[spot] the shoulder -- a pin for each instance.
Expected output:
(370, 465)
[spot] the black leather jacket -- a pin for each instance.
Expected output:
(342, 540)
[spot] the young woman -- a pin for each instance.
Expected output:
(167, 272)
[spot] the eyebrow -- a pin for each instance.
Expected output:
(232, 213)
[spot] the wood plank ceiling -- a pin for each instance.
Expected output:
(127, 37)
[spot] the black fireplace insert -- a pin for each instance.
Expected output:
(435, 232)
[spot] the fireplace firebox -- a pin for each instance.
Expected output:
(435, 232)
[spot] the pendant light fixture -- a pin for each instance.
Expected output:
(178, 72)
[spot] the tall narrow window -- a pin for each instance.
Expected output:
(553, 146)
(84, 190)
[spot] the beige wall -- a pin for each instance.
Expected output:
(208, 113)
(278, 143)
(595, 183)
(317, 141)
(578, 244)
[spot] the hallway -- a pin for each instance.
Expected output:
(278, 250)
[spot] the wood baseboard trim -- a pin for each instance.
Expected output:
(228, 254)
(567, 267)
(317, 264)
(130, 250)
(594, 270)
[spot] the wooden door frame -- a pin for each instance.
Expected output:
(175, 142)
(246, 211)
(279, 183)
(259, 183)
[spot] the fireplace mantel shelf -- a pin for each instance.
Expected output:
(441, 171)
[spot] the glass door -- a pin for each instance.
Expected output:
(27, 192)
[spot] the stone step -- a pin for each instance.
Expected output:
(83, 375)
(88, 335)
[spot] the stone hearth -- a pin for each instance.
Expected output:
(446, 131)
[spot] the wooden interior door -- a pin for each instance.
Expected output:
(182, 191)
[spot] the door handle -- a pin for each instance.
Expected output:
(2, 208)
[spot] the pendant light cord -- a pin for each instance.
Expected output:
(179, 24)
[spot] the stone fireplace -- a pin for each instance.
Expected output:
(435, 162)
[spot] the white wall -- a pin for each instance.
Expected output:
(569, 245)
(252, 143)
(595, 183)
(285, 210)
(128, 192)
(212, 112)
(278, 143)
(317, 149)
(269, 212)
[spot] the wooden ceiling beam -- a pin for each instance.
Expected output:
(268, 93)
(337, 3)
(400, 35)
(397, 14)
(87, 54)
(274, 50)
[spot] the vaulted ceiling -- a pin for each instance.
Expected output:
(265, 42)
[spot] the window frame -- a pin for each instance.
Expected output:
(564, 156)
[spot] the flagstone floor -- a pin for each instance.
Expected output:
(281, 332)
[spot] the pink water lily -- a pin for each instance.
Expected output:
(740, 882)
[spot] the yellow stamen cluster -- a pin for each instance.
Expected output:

* [Written problem]
Reproduce word for word every line from the one containing "[spot] the wooden ceiling" through the last line of the records, inclusive.

* [Solution]
[spot] the wooden ceiling beam -- a pin for each instance.
Expected output:
(268, 93)
(337, 3)
(400, 35)
(397, 14)
(87, 54)
(274, 50)
[spot] the vaulted ceiling -- a pin for each instance.
Expected output:
(265, 42)
[spot] the window frame -- a pin for each instance.
Expected output:
(564, 156)
[spot] the flagstone floor -- a pin for each instance.
Expected output:
(281, 332)
[spot] the pink water lily -- a pin for each instance.
Expected output:
(740, 882)
[spot] the yellow stamen cluster -- a pin for each instance.
Expected output:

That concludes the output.